Award Winning Speech

Award Winning Speech

Friday, June 24, 2011

Agile Project Management and Communities of Practice

Reading literature on communities of practice, I was able to synthesize my earlier reading of book Presence and find its relevance in my application with Agile teams that I currently manage. The concept in the book and in communities of practice, reminded me of a key component of success - Learning is fun only when you are in presence of a peer group that is determined to succeed and evolve, as much you wish to grow yourselves by doing it together.

Community over Self is how people claim that goodness prevails.Invoking the altruism in the statement sets a lofty goal that many want to miss in a goal-oriented,capitalist world. Community with self is a better promotion and hall mark for all great accomplishments. Coz in every accomplishment,  social good elevates the self and hence a greater good is accomplished. Take example of project teams. While every one accomplishments are bound to be exemplary, it is the collective deliveries that make the success sound sweet.

In Traditional empirical model of management, there are lesser known contributors and few go beyond call of duty. This is because of control-command structure that resides with manager planning and assigning tasks. Ownerships aren't collective. Finding a piece of work and judging its priority and executing it is a self-organizing team's strength. This is what communities of practice do. Since there is ownership in center of the team's existence and the getting together is voluntary, working together differs from a transient loosely assembled Just-In-Time project teams. Thus contributions come from every one and each of them enhance it to levels set by their peers in an automated fashion.


This is aptly captured in Declaration of Inter-dependence manifesto that is foundation of Agile Project Management.


Thursday, June 9, 2011

5 major mistakes I did in my SCRUM project

1. Did not contain the length of Backlog items:
 I allowed it to expand. While backlog can be stretched and it can theoretically expand to infinity, it is a real bad idea.
This means that project planning did not factor in the schedules or was deferred to later stages of the project to accomodate moving targets based on users requests.

Although a subset alone needs to be taken in Sprint, the inter-dependencies between feature sets and integration challenges with mounting scope always carry the mine to derail the project. Easier to understand, but it took me a beating to realize the importance.

2. Pile up Ahead in Queue: While fresh development was executed in Sprints well, it all piled up ahead in queue in review-fixes stage. This Sprint is where all problems originated.

In my project, there are 4 dependent stages where reviews are done by clients and vendors. While we executed a batch and delivered it to the review stage, in interest of time, we moved into a fresh Sprint, than waiting for review cycles to complete. Thus a Sprint was defined till a review stage. The issues in earlier sprints started coming in during reviews and some had a global impact. When we took the fixes in a separate sprint, the length of that Sprint backlog became high (due to a combination of multiple sprints) that it slowed down the project progress considerably.

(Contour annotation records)
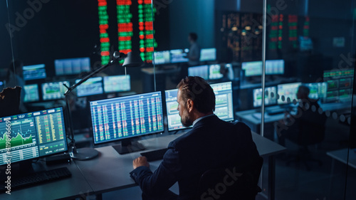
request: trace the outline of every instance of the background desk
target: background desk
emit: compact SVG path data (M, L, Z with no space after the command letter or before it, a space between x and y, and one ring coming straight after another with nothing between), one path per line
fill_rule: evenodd
M166 148L169 142L182 135L154 135L147 137L140 142L146 147L146 151L151 151ZM256 133L253 133L252 136L261 156L268 159L268 190L271 191L268 192L268 199L274 199L274 155L285 151L286 148ZM140 152L121 155L112 146L96 149L100 153L98 157L88 161L75 161L95 194L136 186L129 173L132 170L132 160L140 156ZM160 162L150 162L151 169L155 170Z
M47 167L43 162L40 162L39 164L32 164L35 170L49 170L66 167L72 173L72 177L31 187L11 189L11 195L1 192L0 199L73 199L77 197L85 199L86 196L93 194L93 189L85 178L73 162L71 164L57 164L51 167ZM14 171L11 172L14 173Z

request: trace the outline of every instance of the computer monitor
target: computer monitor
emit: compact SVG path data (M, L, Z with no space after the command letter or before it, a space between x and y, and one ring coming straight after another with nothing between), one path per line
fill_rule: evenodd
M242 69L245 70L245 76L256 76L262 75L262 61L242 63ZM266 75L284 74L284 60L266 60Z
M284 74L284 60L266 60L266 75Z
M23 66L23 75L24 80L46 78L45 64Z
M262 61L244 62L241 68L245 70L245 76L251 77L262 74Z
M67 88L63 84L69 85L69 82L58 81L42 83L42 99L43 100L53 100L64 98L64 93Z
M169 51L156 51L155 55L155 64L168 64L171 62L171 55Z
M262 105L262 88L254 89L253 107ZM277 87L265 88L265 105L272 105L277 104Z
M188 75L200 76L205 80L209 79L208 65L201 65L188 68Z
M79 81L80 79L75 80L75 83ZM103 77L90 78L78 86L76 90L78 97L103 94Z
M298 89L301 85L301 83L278 85L277 92L279 98L277 100L277 103L281 105L293 102L293 100L297 99Z
M161 92L90 102L94 144L121 141L119 154L144 147L130 140L164 131Z
M130 75L104 76L105 93L130 91Z
M23 86L25 91L25 99L23 102L34 102L40 100L40 95L38 94L38 85L31 84Z
M210 85L215 93L215 115L225 121L234 120L234 106L232 100L231 82L219 83ZM178 89L165 90L167 120L168 130L174 131L184 128L177 108L177 94Z
M213 61L216 60L216 48L201 48L200 50L200 61Z
M0 165L68 150L62 107L0 117Z
M56 75L75 75L90 71L90 58L78 58L54 60Z
M324 82L328 84L326 102L351 100L354 73L352 68L324 71Z
M225 121L234 120L232 83L224 82L210 85L215 93L215 115Z
M303 84L309 88L309 98L324 101L327 96L327 83L311 83Z
M171 63L177 63L188 62L189 59L187 58L188 52L188 49L184 49L184 51L182 49L174 49L169 51Z
M209 65L209 79L216 80L223 78L224 75L220 73L220 65Z

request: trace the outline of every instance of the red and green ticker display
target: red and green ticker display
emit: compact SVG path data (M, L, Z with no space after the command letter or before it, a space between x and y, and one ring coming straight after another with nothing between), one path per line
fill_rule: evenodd
M154 47L157 46L153 34L152 6L151 0L137 0L138 11L138 28L140 51L142 60L152 62ZM100 31L100 51L102 64L110 61L110 39L107 31L109 25L107 0L98 0L99 11L99 28ZM119 51L127 53L132 49L133 24L132 14L130 11L132 0L116 0L118 48ZM156 12L153 8L153 13Z

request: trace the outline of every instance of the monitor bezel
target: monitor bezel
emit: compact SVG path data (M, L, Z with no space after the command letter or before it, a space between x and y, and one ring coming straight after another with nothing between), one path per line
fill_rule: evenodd
M69 80L57 80L57 81L52 81L52 82L45 82L45 83L41 83L41 88L38 89L41 92L40 95L41 95L41 100L40 101L43 101L43 102L48 102L48 101L56 101L56 100L64 100L66 98L66 96L64 96L64 93L63 93L63 95L62 98L56 98L56 99L44 99L43 98L43 95L44 95L44 93L43 93L43 85L44 84L48 84L48 83L60 83L60 82L68 82L68 86L70 86L70 81ZM63 85L64 87L64 85Z
M46 155L43 155L43 156L39 156L39 154L38 154L38 157L33 157L33 158L31 158L31 159L23 159L23 160L20 160L20 161L16 161L16 162L13 162L11 161L11 163L14 163L14 164L18 164L18 163L21 163L21 162L28 162L28 161L31 161L31 160L33 160L33 159L41 159L41 158L46 158L46 157L51 157L51 156L53 156L53 155L56 155L56 154L64 154L64 153L68 153L68 151L69 151L69 148L68 148L68 135L67 135L67 131L66 131L66 129L67 129L67 120L66 120L66 117L65 115L66 115L66 110L64 110L63 109L63 106L58 106L58 107L52 107L52 108L48 108L48 109L43 109L43 110L36 110L36 111L31 111L31 112L21 112L21 113L19 113L19 114L17 114L17 115L10 115L10 116L6 116L6 117L1 117L1 118L4 118L4 117L13 117L13 116L16 116L16 115L26 115L26 114L28 114L28 113L33 113L33 112L41 112L41 111L43 111L43 110L53 110L53 109L57 109L57 108L61 108L61 111L62 111L62 120L63 121L63 132L64 132L64 135L65 135L65 137L63 138L63 140L64 140L64 143L65 143L65 147L66 147L66 150L64 151L61 151L61 152L54 152L53 154L46 154ZM37 146L38 147L38 146ZM4 165L7 165L6 163L4 163L3 164L0 164L0 166L4 166Z
M105 141L105 142L100 142L100 143L95 143L95 137L94 137L94 130L93 128L93 119L92 119L92 109L91 109L91 102L96 102L96 101L100 101L100 100L112 100L112 99L115 99L115 98L130 98L130 97L132 97L132 96L135 96L135 95L143 95L143 94L148 94L148 93L160 93L161 94L161 102L162 102L162 105L161 105L161 108L162 108L162 123L163 125L163 130L159 130L159 131L156 131L156 132L150 132L150 133L147 133L147 134L142 134L142 135L133 135L133 136L130 136L130 137L124 137L124 138L119 138L119 139L116 139L116 140L110 140L110 141ZM90 125L91 125L91 132L92 132L92 135L93 135L93 144L94 146L95 147L100 147L100 146L102 146L102 145L105 145L109 144L109 143L112 143L112 144L117 144L117 143L119 142L121 142L121 141L122 140L131 140L131 141L135 141L135 140L140 140L140 138L142 137L146 137L146 136L150 136L150 135L155 135L155 134L159 134L159 133L161 133L161 134L163 134L165 131L165 126L164 126L164 120L163 119L164 117L164 115L163 115L163 99L162 99L162 91L157 91L157 92L150 92L150 93L140 93L140 94L135 94L135 95L126 95L126 96L122 96L122 97L115 97L115 98L105 98L105 99L101 99L101 100L90 100L89 101L89 109L90 110Z

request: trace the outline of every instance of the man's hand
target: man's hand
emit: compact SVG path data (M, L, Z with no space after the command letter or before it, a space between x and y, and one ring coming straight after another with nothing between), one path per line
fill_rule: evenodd
M134 159L132 162L132 166L134 169L141 167L146 166L147 167L150 167L150 164L147 162L147 159L145 157L139 157L138 158Z

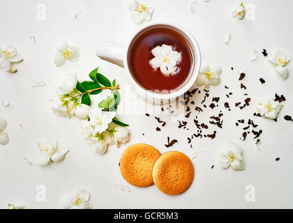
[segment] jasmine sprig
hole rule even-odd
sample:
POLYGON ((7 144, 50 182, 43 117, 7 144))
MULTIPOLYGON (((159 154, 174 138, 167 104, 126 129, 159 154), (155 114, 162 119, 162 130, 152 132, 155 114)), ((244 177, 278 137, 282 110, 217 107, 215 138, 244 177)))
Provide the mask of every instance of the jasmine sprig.
POLYGON ((89 77, 92 81, 77 82, 76 89, 80 93, 75 98, 80 98, 82 97, 82 104, 91 105, 91 100, 89 95, 97 95, 101 93, 103 90, 106 89, 110 89, 114 93, 119 89, 119 85, 116 84, 116 80, 114 80, 112 84, 111 84, 106 77, 98 72, 98 68, 94 69, 89 74, 89 77))
MULTIPOLYGON (((103 111, 116 112, 120 102, 119 85, 116 83, 116 79, 114 79, 111 83, 106 77, 98 72, 98 68, 93 70, 89 74, 91 81, 77 82, 76 85, 77 95, 70 100, 75 101, 75 100, 82 98, 82 104, 91 106, 91 100, 89 95, 97 95, 103 90, 110 90, 111 95, 100 102, 98 107, 103 108, 103 111)), ((112 121, 120 126, 128 126, 116 117, 113 118, 112 121)))

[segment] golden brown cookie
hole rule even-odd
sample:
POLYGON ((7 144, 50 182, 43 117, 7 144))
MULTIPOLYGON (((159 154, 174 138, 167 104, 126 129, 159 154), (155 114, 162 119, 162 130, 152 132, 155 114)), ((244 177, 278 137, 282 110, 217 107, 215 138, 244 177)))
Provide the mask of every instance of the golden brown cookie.
POLYGON ((153 183, 153 167, 160 156, 160 152, 153 146, 133 144, 122 153, 120 171, 129 183, 137 187, 149 186, 153 183))
POLYGON ((163 192, 174 195, 186 190, 193 180, 191 160, 179 151, 163 154, 153 169, 153 183, 163 192))

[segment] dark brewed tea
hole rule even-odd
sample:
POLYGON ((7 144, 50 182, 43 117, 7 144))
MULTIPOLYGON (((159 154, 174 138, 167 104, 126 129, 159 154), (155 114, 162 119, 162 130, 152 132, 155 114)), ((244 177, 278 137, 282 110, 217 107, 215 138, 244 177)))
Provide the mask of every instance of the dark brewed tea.
POLYGON ((181 88, 189 78, 193 56, 184 37, 167 28, 153 28, 139 34, 130 45, 128 67, 136 82, 149 90, 172 91, 181 88), (176 71, 170 75, 162 74, 160 68, 153 69, 149 64, 154 56, 151 50, 156 46, 171 45, 181 54, 176 71))

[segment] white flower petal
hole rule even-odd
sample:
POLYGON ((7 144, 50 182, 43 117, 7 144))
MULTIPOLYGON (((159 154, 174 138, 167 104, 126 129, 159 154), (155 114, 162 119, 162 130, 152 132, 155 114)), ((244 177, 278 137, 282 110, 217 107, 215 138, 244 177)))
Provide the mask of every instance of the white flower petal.
POLYGON ((10 62, 3 58, 0 58, 0 68, 4 71, 9 71, 10 70, 10 62))
POLYGON ((169 59, 170 61, 178 63, 181 59, 181 54, 176 51, 173 51, 173 54, 169 59))
POLYGON ((7 132, 0 133, 0 144, 5 146, 9 142, 9 135, 7 132))
POLYGON ((210 81, 210 84, 212 86, 217 86, 220 83, 220 78, 213 78, 210 81))
POLYGON ((7 59, 8 61, 13 63, 20 62, 24 59, 22 54, 17 54, 7 59))
POLYGON ((170 54, 170 52, 173 51, 172 47, 169 45, 163 44, 162 45, 162 55, 165 56, 170 54))
POLYGON ((54 56, 54 62, 57 67, 61 67, 65 63, 66 63, 66 59, 65 58, 64 55, 63 55, 61 52, 57 51, 55 53, 55 56, 54 56))
POLYGON ((46 145, 45 144, 44 141, 37 141, 37 146, 38 149, 40 150, 40 152, 43 153, 45 151, 45 149, 46 148, 46 145))
POLYGON ((228 168, 230 166, 229 159, 227 158, 227 153, 225 151, 221 151, 218 158, 218 162, 222 168, 228 168))
POLYGON ((128 141, 130 131, 128 129, 117 126, 115 128, 117 132, 114 132, 114 140, 117 143, 124 143, 128 141))
POLYGON ((200 74, 197 76, 197 78, 195 81, 195 84, 198 86, 205 85, 206 82, 206 78, 205 77, 205 75, 200 74))
POLYGON ((153 57, 151 60, 149 61, 149 65, 153 69, 157 69, 160 68, 162 65, 163 59, 161 58, 153 57))
POLYGON ((160 72, 165 75, 170 75, 171 72, 168 70, 167 64, 163 63, 160 67, 160 72))
POLYGON ((277 62, 277 65, 279 66, 285 66, 290 61, 290 58, 287 57, 285 53, 281 51, 278 50, 274 54, 275 58, 277 62))
POLYGON ((279 66, 277 66, 276 67, 276 69, 278 71, 278 73, 284 79, 286 79, 288 77, 289 75, 289 71, 285 67, 281 67, 279 66))
POLYGON ((133 10, 131 11, 131 19, 133 20, 134 22, 139 23, 143 20, 144 17, 142 13, 140 13, 139 12, 135 10, 133 10))
POLYGON ((51 157, 51 160, 53 162, 61 162, 64 160, 65 155, 69 151, 69 148, 60 147, 58 148, 57 151, 51 157))
POLYGON ((231 167, 234 170, 243 170, 245 169, 244 162, 242 160, 234 160, 231 162, 231 167))
POLYGON ((31 162, 38 165, 43 166, 49 163, 50 157, 47 155, 41 155, 31 162))
POLYGON ((80 48, 75 46, 69 46, 68 50, 71 52, 72 54, 70 57, 67 59, 67 60, 70 62, 77 61, 80 59, 80 48))
POLYGON ((244 17, 244 14, 245 14, 245 8, 241 3, 241 4, 239 6, 238 6, 235 9, 235 10, 232 13, 232 16, 236 17, 236 18, 239 20, 242 20, 244 17))
POLYGON ((113 145, 114 144, 114 136, 109 131, 104 132, 103 139, 106 141, 107 145, 113 145))
POLYGON ((0 116, 0 132, 4 131, 6 129, 7 121, 0 116))
POLYGON ((146 21, 151 21, 151 16, 153 15, 152 13, 150 13, 147 10, 145 10, 142 14, 142 17, 144 17, 144 19, 146 20, 146 21))
POLYGON ((80 104, 76 107, 75 114, 78 118, 87 118, 88 117, 90 109, 91 107, 87 105, 80 104))

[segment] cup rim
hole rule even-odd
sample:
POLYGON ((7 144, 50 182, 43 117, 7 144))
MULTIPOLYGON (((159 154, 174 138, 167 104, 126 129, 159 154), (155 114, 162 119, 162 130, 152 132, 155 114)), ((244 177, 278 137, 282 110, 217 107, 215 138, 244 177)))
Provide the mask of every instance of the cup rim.
POLYGON ((173 99, 174 98, 179 97, 181 95, 183 95, 184 93, 186 93, 188 89, 190 89, 193 84, 195 83, 195 80, 198 76, 198 74, 200 73, 200 65, 201 65, 201 54, 200 54, 200 49, 198 46, 197 42, 196 41, 195 38, 193 37, 193 36, 191 34, 191 33, 188 31, 186 28, 181 26, 179 24, 175 24, 174 22, 153 22, 151 24, 146 24, 139 29, 137 31, 135 31, 133 35, 130 39, 129 40, 127 46, 126 46, 126 50, 124 54, 124 68, 126 70, 128 79, 130 82, 131 82, 132 85, 133 85, 136 90, 139 91, 140 93, 144 94, 146 96, 149 96, 150 98, 152 98, 153 99, 158 99, 158 100, 168 100, 168 99, 173 99), (190 78, 188 79, 188 82, 185 84, 184 86, 183 86, 181 89, 178 89, 177 91, 174 91, 174 92, 168 93, 156 93, 151 92, 151 90, 147 90, 144 89, 142 86, 141 86, 138 83, 136 82, 134 77, 132 76, 130 71, 129 70, 128 67, 128 50, 129 47, 135 36, 140 33, 144 29, 149 28, 150 26, 157 26, 157 25, 166 25, 170 26, 173 26, 176 29, 179 29, 186 36, 189 38, 189 40, 191 42, 190 43, 192 45, 193 49, 194 52, 194 61, 195 61, 195 66, 193 72, 191 74, 190 78))

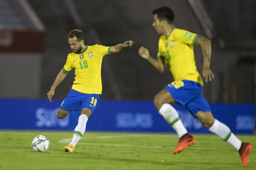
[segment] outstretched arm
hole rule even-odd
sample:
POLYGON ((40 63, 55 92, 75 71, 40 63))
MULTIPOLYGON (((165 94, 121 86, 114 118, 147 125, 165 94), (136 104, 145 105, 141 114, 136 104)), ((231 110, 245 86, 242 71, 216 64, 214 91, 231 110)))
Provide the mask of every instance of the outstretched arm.
POLYGON ((165 70, 165 60, 163 58, 155 59, 150 56, 148 50, 141 47, 139 49, 139 55, 143 58, 147 60, 158 71, 162 73, 165 70))
POLYGON ((118 44, 115 46, 111 47, 110 48, 110 52, 112 53, 120 53, 124 50, 124 49, 125 47, 128 46, 130 47, 132 47, 132 45, 134 43, 134 42, 132 41, 125 41, 122 44, 118 44))
POLYGON ((65 78, 68 72, 68 71, 66 71, 62 68, 59 73, 57 75, 56 78, 53 83, 53 84, 51 87, 51 88, 49 91, 49 92, 47 93, 47 97, 48 99, 50 102, 52 102, 52 98, 54 94, 54 90, 57 87, 57 86, 65 78))
POLYGON ((195 44, 200 45, 202 48, 204 56, 203 76, 205 78, 206 82, 208 82, 208 80, 211 81, 214 78, 214 74, 210 68, 212 56, 211 41, 208 38, 198 35, 195 40, 195 44))

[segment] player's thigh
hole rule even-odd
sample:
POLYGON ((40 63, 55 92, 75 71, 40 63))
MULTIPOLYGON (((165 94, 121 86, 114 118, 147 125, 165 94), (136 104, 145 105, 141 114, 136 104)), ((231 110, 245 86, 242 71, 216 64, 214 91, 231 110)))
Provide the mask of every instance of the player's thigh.
POLYGON ((176 103, 171 94, 166 89, 164 88, 155 96, 154 103, 158 110, 165 103, 174 104, 176 103))
POLYGON ((205 127, 209 128, 214 121, 212 111, 206 100, 201 94, 186 105, 191 114, 198 119, 205 127))
POLYGON ((88 114, 87 117, 89 118, 90 115, 94 112, 99 100, 99 94, 86 94, 81 102, 78 110, 80 111, 81 114, 88 114))
POLYGON ((60 115, 66 116, 68 112, 69 113, 72 110, 78 110, 82 97, 81 93, 71 89, 60 106, 58 110, 60 111, 60 113, 62 113, 60 115))
POLYGON ((157 107, 160 107, 164 103, 171 104, 179 104, 185 106, 200 94, 200 86, 196 82, 187 80, 172 82, 162 90, 163 92, 160 92, 159 95, 157 95, 158 96, 157 98, 162 98, 162 100, 159 100, 160 102, 157 102, 157 107))
POLYGON ((57 118, 58 119, 63 119, 67 116, 70 112, 71 110, 64 110, 59 107, 57 112, 57 118))

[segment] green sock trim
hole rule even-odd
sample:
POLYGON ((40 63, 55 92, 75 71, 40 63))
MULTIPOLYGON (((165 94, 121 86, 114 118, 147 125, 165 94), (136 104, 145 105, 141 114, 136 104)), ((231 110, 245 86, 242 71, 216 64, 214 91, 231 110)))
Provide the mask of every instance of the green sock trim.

PROBLEM A - In the Agile blog excerpt, how many dependent review stages involving clients and vendors does the writer's project have?
PROBLEM B - Using the Agile blog excerpt, explain why handling the review fixes in a separate sprint slowed the project down.
PROBLEM C - Write the next part of the Agile blog excerpt, starting after its final sentence.

EXERCISE OUTPUT A - Four.

EXERCISE OUTPUT B - The fixes came from several earlier sprints, so the separate sprint's backlog grew very long. That long backlog slowed the project's progress considerably.

EXERCISE OUTPUT C -
Thus final closure got delayed till all dependencies were cleared across all the deliveries in earlier Sprints.

3. Bring in more people in middle of Sprint: 2 new resources were brought in the middle of sprint and they were expected to test the features based on understood logic and functionalities. With no background, they let issues pass through to the deliveries. These issues then extended the Sprint thereby affecting start of other Sprints.

In the end, the timelines of the project had to be shifted before final deliveries started to happen.

4.  Did not enforce sign offs and Prioritization at start of Sprint
: Well, this was done at an informal level. But closure of a Sprint through Sprint reviews and Retrospectives, didn't happen formally. This led to a major escalation, that was then brought under control.

5. Clients and Vendors were not fully in SCRUM Wagon
: While we pulled in SCRUM practices and principles, the roles of clients and vendors and their roles within the SCRUM project weren't fully articulated. We had their buy-in for sure. While Agile and SCRUM presented a good development picture and initially worked well for shorter deliveries and near to final shippable products till the control was with us, the complete cycle was not implemented within the SCRUM vocabulary (like Sprint Planning, Sprint Reviews, Sprint Retrospectives, etc) involving all stakeholders from clients and vendors alike. There wasn't an issue with this, but may be if this would been practiced, the schedules, efforts and planning would have become an easier affair.

Did I screw up my SCRUM project. No. It is just that these didn't work well or that they weren't done as prescribed.
May be call it a "Theories vs Practice", "Knowledge vs Experience" or "Go by Book vs Customize for the needs" paradox in which these issues got uncovered.

A lot wiser and a lot less inhibition in going with my next SCRUM implementation .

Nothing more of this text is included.